### Exercise prompt
Reproduce only the lines starting at "--target cabinet door handle" and ending at "Give the mask of every instance of the cabinet", renaming "cabinet door handle" to "cabinet knob" wherever it occurs and leaving everything else unchanged.

### Labeled shape records
┄┄┄┄┄┄┄┄┄┄

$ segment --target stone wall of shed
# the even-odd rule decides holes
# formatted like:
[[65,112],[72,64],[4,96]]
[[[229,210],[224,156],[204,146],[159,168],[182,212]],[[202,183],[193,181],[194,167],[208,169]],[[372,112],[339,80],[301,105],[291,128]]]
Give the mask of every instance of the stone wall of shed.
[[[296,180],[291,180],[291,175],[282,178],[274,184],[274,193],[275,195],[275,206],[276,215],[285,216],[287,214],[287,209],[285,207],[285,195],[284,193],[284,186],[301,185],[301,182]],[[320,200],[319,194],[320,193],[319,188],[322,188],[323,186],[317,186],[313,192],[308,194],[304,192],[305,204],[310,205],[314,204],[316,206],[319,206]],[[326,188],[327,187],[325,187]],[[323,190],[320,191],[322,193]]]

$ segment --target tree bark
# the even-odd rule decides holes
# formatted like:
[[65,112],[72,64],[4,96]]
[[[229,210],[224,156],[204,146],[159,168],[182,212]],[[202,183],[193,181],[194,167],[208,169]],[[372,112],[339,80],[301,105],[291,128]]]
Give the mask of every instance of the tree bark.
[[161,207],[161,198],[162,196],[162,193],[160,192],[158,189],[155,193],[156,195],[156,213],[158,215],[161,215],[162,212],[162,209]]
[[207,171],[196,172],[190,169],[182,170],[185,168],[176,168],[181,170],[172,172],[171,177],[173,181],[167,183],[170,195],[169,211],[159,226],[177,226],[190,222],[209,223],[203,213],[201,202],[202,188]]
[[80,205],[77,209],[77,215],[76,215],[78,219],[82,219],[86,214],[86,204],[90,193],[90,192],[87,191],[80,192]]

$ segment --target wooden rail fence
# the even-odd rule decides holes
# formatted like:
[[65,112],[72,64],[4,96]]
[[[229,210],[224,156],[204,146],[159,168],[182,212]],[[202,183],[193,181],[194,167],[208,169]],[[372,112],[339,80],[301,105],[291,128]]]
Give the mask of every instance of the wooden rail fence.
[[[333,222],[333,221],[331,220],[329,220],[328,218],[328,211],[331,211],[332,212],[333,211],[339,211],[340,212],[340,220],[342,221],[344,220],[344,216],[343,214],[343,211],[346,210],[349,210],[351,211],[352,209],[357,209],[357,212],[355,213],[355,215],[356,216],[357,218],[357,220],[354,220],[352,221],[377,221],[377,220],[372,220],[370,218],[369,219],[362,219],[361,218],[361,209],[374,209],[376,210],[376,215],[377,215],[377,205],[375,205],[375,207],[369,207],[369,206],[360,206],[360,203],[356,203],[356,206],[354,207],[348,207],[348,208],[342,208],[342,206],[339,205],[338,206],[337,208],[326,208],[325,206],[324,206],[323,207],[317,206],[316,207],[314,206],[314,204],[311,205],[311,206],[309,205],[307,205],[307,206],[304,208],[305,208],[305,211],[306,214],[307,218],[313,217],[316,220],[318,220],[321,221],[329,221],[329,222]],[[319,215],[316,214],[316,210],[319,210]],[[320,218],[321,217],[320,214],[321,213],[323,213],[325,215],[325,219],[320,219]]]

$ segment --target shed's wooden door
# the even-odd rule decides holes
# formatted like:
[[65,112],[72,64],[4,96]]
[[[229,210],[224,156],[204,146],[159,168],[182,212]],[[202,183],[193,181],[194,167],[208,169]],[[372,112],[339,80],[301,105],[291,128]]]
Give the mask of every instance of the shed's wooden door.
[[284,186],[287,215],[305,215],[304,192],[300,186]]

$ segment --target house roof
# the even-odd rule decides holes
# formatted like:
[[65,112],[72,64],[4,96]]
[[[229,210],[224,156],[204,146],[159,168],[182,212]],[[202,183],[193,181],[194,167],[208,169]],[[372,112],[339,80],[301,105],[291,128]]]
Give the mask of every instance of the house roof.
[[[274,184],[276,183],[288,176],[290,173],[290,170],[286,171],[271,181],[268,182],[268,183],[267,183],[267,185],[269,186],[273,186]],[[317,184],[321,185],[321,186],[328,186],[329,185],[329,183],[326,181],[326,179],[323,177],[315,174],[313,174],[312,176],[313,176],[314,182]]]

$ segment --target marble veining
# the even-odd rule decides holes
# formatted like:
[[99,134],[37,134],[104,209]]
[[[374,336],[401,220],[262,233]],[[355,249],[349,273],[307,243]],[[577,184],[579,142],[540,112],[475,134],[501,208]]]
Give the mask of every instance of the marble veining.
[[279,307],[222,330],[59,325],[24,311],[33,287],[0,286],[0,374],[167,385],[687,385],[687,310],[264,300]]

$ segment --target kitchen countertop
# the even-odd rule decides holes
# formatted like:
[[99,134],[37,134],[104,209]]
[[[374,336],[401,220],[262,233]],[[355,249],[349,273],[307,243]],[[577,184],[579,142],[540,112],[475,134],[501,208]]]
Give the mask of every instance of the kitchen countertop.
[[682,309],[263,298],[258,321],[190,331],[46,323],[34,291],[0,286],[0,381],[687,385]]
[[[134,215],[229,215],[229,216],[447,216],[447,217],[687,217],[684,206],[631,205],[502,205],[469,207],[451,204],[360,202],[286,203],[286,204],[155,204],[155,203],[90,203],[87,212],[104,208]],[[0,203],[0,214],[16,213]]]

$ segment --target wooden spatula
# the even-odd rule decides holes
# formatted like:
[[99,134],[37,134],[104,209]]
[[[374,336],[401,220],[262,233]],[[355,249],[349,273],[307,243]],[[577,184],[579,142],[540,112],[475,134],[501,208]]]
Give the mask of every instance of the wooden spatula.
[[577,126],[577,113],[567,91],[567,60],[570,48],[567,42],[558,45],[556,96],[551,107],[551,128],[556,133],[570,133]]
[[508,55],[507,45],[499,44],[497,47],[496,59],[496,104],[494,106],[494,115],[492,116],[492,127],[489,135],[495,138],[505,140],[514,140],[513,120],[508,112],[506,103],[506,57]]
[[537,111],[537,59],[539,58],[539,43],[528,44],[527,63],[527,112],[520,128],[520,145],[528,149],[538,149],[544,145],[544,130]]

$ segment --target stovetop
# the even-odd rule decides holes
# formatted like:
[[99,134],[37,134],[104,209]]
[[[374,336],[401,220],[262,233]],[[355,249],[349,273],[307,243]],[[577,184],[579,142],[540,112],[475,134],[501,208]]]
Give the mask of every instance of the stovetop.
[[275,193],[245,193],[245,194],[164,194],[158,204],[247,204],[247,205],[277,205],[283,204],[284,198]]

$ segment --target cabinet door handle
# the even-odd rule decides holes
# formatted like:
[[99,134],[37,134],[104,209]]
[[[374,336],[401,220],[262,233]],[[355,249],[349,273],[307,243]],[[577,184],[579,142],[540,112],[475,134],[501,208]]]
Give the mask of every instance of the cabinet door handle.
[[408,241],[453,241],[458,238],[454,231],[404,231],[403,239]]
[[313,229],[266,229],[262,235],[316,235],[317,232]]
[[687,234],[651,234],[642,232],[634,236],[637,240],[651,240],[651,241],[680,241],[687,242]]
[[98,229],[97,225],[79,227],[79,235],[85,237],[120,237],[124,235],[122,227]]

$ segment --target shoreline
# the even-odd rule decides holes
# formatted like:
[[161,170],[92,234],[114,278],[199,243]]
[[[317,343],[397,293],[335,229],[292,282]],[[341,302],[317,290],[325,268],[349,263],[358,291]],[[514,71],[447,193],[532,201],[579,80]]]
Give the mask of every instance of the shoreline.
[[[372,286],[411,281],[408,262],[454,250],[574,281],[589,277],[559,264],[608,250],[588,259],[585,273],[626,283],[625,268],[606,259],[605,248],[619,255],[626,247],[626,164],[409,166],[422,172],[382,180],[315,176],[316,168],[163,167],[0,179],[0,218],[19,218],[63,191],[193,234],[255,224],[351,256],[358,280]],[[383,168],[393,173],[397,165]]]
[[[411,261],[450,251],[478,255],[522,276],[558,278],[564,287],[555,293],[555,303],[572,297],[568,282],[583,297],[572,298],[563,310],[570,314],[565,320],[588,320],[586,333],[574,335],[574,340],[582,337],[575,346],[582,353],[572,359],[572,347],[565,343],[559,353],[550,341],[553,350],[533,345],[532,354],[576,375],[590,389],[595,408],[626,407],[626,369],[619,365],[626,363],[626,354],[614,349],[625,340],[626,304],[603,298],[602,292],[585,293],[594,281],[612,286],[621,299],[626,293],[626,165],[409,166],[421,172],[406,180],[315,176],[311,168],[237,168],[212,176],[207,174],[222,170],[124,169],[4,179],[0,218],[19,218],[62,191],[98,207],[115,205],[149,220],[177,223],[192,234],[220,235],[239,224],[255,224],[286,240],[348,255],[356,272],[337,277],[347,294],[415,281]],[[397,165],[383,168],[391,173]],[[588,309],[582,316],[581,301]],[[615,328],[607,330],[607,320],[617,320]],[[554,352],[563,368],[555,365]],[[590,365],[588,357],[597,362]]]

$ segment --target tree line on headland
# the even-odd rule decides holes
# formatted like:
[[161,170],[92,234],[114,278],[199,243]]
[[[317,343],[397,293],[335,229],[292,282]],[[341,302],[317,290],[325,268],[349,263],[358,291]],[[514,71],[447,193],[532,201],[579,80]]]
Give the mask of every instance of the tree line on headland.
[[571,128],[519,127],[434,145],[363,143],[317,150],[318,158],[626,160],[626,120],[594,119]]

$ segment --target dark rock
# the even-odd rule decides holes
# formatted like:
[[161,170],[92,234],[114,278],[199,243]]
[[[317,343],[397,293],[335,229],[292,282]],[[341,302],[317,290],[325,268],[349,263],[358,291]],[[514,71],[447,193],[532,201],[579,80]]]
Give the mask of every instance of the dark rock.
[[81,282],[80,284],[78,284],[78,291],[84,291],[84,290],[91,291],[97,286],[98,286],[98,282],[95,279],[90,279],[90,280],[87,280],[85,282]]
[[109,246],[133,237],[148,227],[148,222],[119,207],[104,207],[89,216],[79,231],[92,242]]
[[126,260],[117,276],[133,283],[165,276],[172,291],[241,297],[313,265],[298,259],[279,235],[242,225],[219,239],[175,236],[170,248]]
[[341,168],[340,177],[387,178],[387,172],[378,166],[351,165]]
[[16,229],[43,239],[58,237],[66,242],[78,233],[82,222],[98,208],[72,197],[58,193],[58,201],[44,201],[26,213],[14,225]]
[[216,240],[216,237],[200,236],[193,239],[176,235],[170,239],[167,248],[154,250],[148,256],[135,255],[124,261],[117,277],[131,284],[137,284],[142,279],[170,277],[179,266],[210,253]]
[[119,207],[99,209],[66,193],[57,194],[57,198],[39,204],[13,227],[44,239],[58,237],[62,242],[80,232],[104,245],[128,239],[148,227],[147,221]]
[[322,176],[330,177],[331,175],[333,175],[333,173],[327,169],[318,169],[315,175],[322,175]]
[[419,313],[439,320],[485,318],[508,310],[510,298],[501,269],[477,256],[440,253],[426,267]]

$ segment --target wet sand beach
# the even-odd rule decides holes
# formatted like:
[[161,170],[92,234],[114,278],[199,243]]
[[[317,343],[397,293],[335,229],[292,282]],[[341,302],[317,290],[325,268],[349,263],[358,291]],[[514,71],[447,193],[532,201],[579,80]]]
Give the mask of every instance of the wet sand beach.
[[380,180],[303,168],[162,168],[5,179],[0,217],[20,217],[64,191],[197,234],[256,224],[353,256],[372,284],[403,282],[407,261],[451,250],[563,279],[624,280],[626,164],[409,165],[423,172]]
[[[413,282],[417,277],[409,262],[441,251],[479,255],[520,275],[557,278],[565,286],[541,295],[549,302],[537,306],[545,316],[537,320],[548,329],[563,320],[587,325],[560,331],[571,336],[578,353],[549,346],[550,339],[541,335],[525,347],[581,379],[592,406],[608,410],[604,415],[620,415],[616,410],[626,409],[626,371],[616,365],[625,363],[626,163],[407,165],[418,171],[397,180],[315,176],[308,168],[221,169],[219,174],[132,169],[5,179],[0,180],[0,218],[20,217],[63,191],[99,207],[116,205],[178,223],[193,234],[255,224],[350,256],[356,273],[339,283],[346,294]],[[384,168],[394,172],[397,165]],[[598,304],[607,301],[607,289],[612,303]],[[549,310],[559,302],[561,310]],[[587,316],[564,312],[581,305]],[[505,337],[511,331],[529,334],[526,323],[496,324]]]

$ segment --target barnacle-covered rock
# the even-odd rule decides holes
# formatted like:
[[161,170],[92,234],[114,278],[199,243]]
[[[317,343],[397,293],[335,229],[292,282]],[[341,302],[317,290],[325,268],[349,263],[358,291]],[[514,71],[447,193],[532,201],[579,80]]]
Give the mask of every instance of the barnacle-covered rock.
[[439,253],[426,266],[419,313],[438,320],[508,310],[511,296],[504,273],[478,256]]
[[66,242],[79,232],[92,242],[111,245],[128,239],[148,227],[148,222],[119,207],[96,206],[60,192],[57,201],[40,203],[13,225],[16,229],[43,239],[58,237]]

┄┄┄┄┄┄┄┄┄┄

### Result of this exercise
$ segment --target cabinet knob
# the even-odd rule decides holes
# formatted like:
[[99,134],[37,134],[104,209]]
[[[374,336],[401,220],[262,233]],[[355,249],[349,273],[307,243]],[[577,184],[579,142],[540,112],[475,134],[501,208]]]
Give the mask of every instance of the cabinet knob.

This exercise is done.